**Short exercise**
Copy the line with "Mark each instance of the side" and all lines following it through the last line of the entries, exactly as written.

(Collection entries)
------------------------

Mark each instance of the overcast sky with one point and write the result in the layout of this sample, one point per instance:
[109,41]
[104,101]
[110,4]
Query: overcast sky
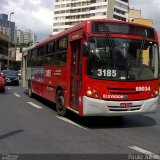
[37,15]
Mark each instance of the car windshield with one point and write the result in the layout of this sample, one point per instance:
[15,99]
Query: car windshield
[122,59]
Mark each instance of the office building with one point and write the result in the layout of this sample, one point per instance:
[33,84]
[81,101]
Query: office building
[26,37]
[7,27]
[70,12]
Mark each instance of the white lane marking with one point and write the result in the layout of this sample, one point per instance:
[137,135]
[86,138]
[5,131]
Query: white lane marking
[17,95]
[152,155]
[35,105]
[71,122]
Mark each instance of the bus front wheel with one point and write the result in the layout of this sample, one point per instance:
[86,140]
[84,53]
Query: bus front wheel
[60,107]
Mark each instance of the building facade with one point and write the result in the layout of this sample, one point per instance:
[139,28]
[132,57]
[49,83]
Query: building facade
[70,12]
[26,37]
[7,27]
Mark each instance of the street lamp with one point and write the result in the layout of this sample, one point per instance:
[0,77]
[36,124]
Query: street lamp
[9,38]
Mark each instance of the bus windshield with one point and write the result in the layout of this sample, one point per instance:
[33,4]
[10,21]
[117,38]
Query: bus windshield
[122,59]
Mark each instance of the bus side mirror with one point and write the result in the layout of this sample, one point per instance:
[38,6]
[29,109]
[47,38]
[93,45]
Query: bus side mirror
[85,49]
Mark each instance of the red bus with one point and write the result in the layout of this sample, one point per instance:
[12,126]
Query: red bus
[96,68]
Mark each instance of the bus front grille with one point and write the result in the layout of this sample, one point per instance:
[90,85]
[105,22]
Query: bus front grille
[118,108]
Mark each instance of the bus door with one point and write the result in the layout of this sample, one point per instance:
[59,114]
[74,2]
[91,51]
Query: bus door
[75,79]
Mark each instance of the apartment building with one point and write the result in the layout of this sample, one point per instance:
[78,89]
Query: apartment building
[26,37]
[7,27]
[70,12]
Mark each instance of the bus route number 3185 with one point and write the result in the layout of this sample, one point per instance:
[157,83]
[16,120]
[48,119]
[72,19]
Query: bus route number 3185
[106,73]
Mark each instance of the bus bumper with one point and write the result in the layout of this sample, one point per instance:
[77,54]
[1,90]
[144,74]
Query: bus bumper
[97,107]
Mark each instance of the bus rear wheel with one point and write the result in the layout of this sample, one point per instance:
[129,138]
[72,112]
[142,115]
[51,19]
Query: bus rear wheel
[61,110]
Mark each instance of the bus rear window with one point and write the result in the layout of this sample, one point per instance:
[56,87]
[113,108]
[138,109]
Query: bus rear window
[112,27]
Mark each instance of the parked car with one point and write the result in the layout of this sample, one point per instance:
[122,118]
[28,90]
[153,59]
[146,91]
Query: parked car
[11,77]
[2,83]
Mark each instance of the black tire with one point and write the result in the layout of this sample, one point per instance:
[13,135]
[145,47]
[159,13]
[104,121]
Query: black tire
[30,93]
[61,110]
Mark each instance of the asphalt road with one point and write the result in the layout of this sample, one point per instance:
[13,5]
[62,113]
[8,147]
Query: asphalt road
[32,126]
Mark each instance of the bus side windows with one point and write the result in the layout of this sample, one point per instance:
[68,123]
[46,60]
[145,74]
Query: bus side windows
[61,51]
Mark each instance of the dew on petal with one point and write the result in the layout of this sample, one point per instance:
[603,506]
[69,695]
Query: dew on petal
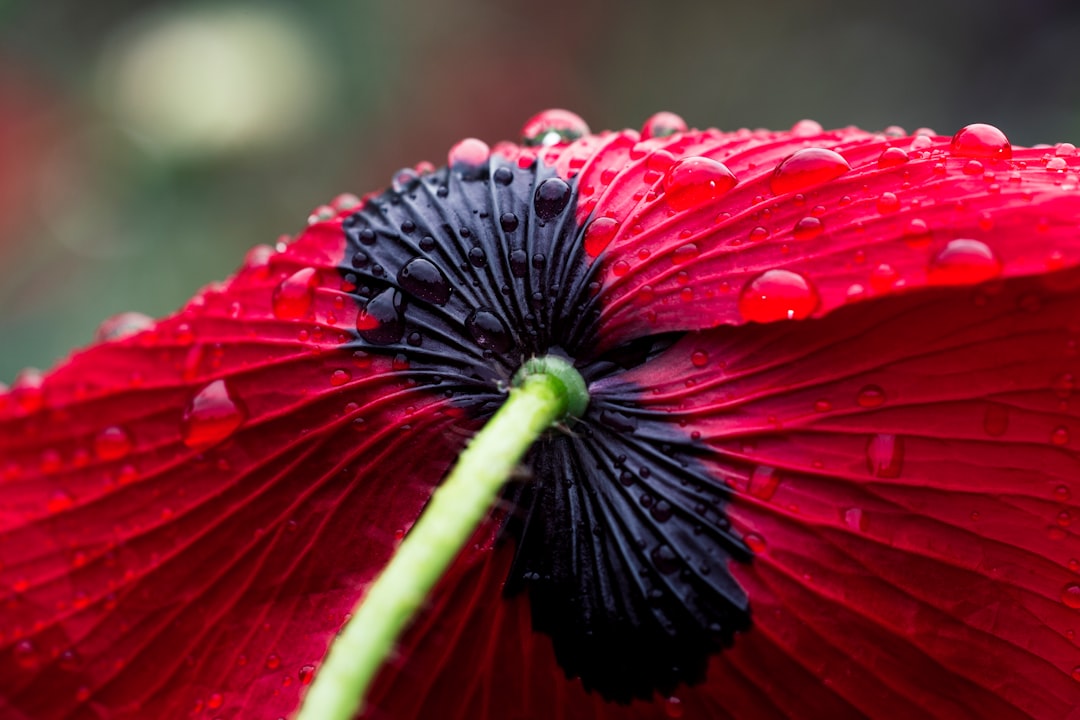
[963,261]
[423,280]
[293,298]
[692,181]
[470,153]
[551,198]
[380,322]
[806,168]
[598,234]
[122,325]
[211,417]
[553,126]
[808,228]
[662,124]
[778,295]
[885,456]
[892,158]
[981,141]
[112,443]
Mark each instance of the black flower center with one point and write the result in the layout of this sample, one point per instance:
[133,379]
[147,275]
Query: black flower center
[622,543]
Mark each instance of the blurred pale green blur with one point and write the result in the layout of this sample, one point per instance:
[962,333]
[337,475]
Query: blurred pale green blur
[146,146]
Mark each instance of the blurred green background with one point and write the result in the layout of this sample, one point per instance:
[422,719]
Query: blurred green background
[145,146]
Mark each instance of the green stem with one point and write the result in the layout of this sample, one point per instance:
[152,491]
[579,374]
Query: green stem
[547,391]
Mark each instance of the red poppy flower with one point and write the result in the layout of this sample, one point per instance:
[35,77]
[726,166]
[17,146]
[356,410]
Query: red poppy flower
[828,469]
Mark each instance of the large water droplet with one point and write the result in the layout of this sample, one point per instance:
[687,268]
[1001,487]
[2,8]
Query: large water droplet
[981,140]
[423,280]
[551,198]
[662,124]
[293,298]
[806,168]
[694,180]
[112,443]
[553,126]
[469,154]
[963,262]
[488,330]
[380,322]
[885,454]
[211,417]
[123,325]
[778,295]
[598,235]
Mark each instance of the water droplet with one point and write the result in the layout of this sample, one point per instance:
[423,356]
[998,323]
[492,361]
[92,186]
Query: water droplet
[892,158]
[293,298]
[764,481]
[981,140]
[996,420]
[917,234]
[469,154]
[112,443]
[211,417]
[962,262]
[423,280]
[664,559]
[122,325]
[885,454]
[692,181]
[806,168]
[662,124]
[808,228]
[778,295]
[380,322]
[551,127]
[488,330]
[551,198]
[598,235]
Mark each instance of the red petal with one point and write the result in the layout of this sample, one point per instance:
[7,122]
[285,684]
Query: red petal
[907,473]
[845,215]
[187,514]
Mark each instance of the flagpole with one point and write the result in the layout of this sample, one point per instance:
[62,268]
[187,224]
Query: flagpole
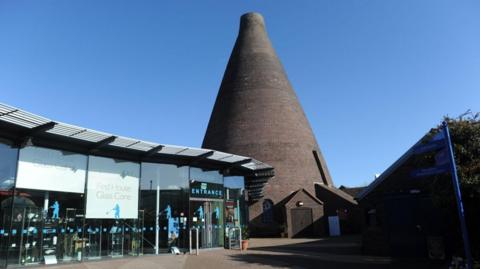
[458,196]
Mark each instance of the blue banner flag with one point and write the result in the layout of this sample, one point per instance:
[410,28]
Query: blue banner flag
[458,196]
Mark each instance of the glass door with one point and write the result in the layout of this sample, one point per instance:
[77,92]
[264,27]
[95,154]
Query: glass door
[134,235]
[93,232]
[207,217]
[30,237]
[73,244]
[115,238]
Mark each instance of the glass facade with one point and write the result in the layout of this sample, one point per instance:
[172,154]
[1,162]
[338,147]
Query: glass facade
[59,206]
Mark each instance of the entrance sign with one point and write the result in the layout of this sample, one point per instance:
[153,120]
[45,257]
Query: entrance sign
[51,170]
[206,190]
[112,189]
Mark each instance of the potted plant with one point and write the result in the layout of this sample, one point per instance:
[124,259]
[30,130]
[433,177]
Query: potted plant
[245,237]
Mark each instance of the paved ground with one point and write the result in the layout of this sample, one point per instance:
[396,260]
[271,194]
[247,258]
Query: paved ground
[338,253]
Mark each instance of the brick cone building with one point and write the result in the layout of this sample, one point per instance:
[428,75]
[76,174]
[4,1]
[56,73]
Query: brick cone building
[257,113]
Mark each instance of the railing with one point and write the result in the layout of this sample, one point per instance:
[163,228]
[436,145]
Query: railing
[196,240]
[235,239]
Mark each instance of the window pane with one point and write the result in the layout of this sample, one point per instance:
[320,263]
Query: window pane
[52,170]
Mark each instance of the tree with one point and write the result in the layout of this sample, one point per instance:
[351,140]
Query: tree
[465,135]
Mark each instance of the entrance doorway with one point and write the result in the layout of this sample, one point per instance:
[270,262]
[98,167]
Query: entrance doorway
[207,217]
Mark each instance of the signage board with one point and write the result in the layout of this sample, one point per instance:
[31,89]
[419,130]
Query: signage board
[113,193]
[200,189]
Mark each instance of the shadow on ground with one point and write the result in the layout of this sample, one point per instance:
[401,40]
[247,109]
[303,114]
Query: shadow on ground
[338,253]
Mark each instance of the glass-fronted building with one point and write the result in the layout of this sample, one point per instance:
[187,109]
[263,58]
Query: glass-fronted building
[70,194]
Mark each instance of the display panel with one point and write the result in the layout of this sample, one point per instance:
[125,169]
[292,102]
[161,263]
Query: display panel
[112,189]
[51,170]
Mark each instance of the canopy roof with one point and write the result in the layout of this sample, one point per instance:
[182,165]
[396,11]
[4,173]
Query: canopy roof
[21,126]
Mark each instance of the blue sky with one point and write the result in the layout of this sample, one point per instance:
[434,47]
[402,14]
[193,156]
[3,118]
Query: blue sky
[372,76]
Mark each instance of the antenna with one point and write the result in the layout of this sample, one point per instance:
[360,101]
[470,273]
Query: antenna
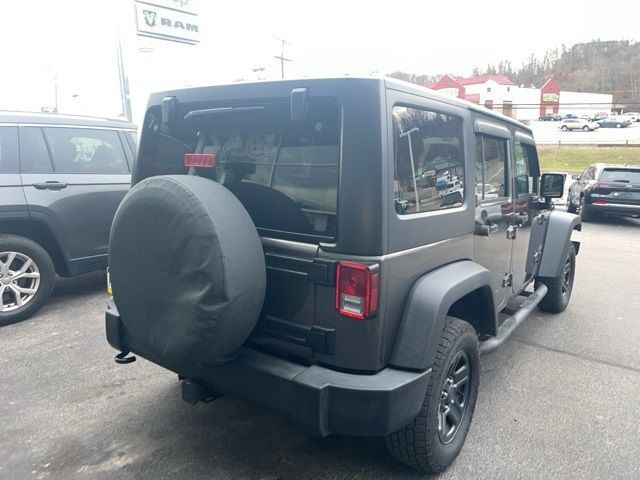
[281,57]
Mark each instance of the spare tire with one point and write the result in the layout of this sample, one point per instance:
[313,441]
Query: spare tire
[187,271]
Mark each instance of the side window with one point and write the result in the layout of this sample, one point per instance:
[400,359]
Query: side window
[491,172]
[9,150]
[523,178]
[428,160]
[84,150]
[34,156]
[132,138]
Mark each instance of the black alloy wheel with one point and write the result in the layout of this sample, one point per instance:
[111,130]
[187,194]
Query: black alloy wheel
[454,398]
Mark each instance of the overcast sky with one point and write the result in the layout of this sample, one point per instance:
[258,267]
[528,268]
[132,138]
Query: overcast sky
[74,40]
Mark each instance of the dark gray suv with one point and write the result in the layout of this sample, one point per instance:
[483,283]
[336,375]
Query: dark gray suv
[61,180]
[339,249]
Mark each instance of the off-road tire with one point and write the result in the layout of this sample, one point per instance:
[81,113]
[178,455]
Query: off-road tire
[418,444]
[15,243]
[555,301]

------------------------

**Task result**
Mark each instance of the side window with one point and write the result in the layout of this sample, one point per instance:
[400,359]
Query: side window
[491,172]
[9,150]
[523,178]
[428,160]
[84,150]
[34,156]
[132,138]
Mark each instance of the black alloy wheel with one point and write the result in the layout of this sample, one point per instance:
[111,130]
[187,194]
Query: black alloy wheel
[454,398]
Mark each instance of the overcast sky with one point and write the result in the layout of this sample, one point per instance:
[258,267]
[528,268]
[132,138]
Query: overcast sky
[74,40]
Mark each instance of the dark gray suv with one point and write the result in the layout of this sample, one point per instance:
[483,283]
[336,375]
Query: dark gray suv
[61,180]
[339,249]
Mark each instance of the off-road tire with one point and write the result in the layout of this sample, one point per instance:
[81,113]
[178,455]
Query: off-road tire
[418,444]
[15,243]
[555,301]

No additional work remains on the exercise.